Solutions to Homework 12 are finally available here. I apologise for the long delay in typing these up!
A few notes about what I expect you to memorise for the final, and how much work I expect you to show:
-- I expect that you will memorise for the final everything that was required for the term test (basically the first page of the term test review sheet). You also need to memorise the relationship between P_lm and P_l, and all of the first few P_l and P_lm which are given on the term test review sheet (these are needed on the final!), and the normalisation integrals for the Bessel and spherical Bessel functions, as well as the relation d/dx (x^m J_m) = x^m J_(m - 1), which we use to expand functions in series of the J_m.
-- On that point, while you are welcome to memorise also the integral of things like rho^(m + 1) J_m(lambda_mi rho), if you need a result like this on the test I expect you to work it out, rather than just giving a memorised formula.
-- Similarly, if solving the Poisson, heat, or wave equations using orthogonal expansions, I expect you to show your work; for example, with orthogonal expansions, starting out by writing out the expansion and showing how the equations for the coefficients follow, rather than going directly to the equations for the coefficients. Also, if a problem says to solve the heat or wave equation `using Fourier transforms', this means you cannot just use the heat kernel or the representation formula for the wave equation.

- EXERCISE DETAILS
Write the next part of the announcement about what to memorize and how much work to show on the final, continuing after its last sentence.

- DATA RECORDS

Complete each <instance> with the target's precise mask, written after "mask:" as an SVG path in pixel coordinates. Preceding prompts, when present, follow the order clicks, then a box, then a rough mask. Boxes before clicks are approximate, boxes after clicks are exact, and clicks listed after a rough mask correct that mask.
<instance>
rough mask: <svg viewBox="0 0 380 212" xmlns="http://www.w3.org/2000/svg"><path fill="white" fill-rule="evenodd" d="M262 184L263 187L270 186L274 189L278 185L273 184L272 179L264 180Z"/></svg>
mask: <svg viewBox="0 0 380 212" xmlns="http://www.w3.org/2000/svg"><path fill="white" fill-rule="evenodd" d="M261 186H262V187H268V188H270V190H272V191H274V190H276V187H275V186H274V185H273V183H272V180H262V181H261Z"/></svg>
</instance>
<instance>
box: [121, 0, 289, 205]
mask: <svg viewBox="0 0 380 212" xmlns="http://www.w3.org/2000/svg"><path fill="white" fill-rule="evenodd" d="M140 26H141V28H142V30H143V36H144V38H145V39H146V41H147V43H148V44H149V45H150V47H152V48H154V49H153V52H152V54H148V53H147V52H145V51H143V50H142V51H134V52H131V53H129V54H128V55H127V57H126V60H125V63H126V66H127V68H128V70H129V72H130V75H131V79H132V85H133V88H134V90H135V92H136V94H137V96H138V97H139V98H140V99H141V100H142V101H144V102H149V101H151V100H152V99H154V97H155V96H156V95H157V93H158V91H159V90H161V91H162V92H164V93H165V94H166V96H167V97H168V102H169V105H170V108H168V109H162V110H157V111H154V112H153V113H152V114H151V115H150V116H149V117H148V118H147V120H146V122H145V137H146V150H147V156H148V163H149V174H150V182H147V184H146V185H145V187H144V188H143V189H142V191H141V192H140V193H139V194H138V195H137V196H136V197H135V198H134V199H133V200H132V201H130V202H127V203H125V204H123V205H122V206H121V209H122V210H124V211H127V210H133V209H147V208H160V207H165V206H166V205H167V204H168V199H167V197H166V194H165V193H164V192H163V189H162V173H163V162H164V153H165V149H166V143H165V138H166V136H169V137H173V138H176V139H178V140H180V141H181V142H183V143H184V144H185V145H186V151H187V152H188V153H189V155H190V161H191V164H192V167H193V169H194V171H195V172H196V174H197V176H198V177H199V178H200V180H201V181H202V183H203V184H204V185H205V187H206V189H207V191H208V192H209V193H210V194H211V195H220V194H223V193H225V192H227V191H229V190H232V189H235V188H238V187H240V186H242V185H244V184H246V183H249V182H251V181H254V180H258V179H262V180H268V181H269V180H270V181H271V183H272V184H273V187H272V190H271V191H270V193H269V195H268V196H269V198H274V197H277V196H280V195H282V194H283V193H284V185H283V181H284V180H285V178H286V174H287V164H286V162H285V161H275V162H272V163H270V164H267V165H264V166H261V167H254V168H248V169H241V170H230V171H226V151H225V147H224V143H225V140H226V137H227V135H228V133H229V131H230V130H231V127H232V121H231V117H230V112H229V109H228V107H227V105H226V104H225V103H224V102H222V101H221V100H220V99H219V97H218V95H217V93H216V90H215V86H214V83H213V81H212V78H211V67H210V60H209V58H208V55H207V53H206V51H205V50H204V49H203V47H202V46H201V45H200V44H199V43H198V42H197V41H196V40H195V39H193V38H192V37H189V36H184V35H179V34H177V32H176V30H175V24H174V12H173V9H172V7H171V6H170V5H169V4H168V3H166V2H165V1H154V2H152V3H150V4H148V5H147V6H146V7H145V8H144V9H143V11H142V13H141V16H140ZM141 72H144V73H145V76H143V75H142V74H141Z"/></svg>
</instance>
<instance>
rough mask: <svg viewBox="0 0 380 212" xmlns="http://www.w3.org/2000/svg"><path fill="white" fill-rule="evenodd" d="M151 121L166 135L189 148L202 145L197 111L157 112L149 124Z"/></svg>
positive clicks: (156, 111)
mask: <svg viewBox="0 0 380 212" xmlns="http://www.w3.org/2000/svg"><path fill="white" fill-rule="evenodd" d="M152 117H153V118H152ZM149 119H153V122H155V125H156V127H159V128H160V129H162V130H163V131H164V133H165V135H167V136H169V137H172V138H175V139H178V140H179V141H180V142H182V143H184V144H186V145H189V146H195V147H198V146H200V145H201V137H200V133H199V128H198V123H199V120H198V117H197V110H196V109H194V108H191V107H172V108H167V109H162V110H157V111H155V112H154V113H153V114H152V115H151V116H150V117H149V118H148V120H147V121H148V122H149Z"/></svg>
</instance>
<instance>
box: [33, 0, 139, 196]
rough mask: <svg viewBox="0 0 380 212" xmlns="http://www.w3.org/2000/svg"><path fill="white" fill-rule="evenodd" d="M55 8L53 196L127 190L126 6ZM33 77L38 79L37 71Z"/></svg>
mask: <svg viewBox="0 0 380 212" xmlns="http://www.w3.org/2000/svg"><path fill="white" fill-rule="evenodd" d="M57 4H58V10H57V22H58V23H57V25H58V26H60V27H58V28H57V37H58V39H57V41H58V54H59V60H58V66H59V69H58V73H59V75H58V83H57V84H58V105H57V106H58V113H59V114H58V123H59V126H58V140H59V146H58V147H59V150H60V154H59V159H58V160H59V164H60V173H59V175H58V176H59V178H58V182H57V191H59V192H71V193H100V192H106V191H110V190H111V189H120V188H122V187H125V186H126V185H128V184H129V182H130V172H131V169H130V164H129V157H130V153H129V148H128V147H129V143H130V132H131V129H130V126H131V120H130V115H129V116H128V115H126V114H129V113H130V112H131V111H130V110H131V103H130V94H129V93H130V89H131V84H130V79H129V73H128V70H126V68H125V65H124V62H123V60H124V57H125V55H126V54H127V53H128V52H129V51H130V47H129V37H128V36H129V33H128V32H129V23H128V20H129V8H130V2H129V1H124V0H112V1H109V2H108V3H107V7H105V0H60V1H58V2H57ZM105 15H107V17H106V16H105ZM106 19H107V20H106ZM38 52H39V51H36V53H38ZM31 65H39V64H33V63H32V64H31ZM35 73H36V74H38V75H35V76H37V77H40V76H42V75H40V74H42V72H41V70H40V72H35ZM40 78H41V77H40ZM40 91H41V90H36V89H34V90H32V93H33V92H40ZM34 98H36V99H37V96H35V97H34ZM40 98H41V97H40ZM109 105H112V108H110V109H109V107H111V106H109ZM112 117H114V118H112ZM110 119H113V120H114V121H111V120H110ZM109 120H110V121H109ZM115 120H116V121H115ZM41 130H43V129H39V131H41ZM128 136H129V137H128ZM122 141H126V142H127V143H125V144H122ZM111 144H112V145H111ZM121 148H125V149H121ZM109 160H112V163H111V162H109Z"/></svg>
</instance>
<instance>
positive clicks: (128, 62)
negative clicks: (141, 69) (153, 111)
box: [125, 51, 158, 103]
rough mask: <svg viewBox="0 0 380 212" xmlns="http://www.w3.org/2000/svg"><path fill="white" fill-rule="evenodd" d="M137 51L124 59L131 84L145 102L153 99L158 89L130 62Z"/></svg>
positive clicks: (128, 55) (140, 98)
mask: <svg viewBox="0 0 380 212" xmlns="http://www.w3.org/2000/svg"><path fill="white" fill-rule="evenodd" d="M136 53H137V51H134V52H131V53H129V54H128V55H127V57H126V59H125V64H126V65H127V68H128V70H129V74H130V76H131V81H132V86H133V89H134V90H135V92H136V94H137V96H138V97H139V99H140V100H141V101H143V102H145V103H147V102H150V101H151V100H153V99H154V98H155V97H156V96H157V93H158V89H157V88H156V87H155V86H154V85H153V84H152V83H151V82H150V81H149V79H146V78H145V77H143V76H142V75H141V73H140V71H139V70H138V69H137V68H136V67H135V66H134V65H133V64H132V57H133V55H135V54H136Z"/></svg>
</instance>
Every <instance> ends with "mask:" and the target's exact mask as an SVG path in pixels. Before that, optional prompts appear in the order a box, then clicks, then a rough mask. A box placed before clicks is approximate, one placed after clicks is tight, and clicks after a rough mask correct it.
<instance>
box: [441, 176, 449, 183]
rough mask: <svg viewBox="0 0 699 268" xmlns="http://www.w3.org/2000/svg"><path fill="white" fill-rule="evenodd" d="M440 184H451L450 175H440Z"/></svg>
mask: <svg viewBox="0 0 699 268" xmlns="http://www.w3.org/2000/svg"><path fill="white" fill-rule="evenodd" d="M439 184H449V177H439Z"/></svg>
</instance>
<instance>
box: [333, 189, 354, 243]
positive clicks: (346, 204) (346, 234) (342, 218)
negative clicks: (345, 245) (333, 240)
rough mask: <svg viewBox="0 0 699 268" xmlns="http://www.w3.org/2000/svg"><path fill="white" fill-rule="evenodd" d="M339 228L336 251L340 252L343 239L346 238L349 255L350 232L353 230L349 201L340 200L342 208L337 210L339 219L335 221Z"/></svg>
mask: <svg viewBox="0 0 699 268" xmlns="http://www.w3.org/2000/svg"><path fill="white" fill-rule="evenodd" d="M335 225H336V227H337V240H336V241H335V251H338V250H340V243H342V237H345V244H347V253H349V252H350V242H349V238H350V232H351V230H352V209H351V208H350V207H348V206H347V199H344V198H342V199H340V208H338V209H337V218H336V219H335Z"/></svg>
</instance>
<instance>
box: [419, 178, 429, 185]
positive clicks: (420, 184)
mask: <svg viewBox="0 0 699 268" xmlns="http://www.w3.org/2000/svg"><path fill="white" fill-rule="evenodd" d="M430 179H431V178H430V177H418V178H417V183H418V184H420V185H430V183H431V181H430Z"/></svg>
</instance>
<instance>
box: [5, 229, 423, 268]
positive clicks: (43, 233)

- ANSWER TO THE PROBLEM
-- As far as memorisation beyond the material on the term test goes, I expect you to memorise the new orthogonal sets we introduced, as well as all of the eigenfunctions and eigenvalues we introduced in class (as well as understanding the geometries and boundary conditions in which they can be used, of course). You also need to either memorise or be able to quickly rederive the eigenfunctions for the Laplacian on a cube with Neumann boundary conditions which we derived and used in Homeworks 10 and 11; so basically everything in the first two sections of p. 1 of the review sheet, as well as the information about spherical Bessel functions on p. 2.
-- -- I expect you to memorise the expression for the Green's function in R^3, as well as the formulas giving u in terms of its Laplacian and boundary values on p. 2 of the review sheet.
-- -- Fourier transforms: everything in this section on the review sheet should be memorised.
-- -- The expression for the heat kernel, as well as the representation formula for solutions to the wave equation on R^3, will be given on the test if needed.
-- Finally, a random note: if a sum is over odd indices, you may write is as sum_{i, j, k odd}, for example. There is no need to write out expressions like (2m + 1) for i, etc., as we have previously done.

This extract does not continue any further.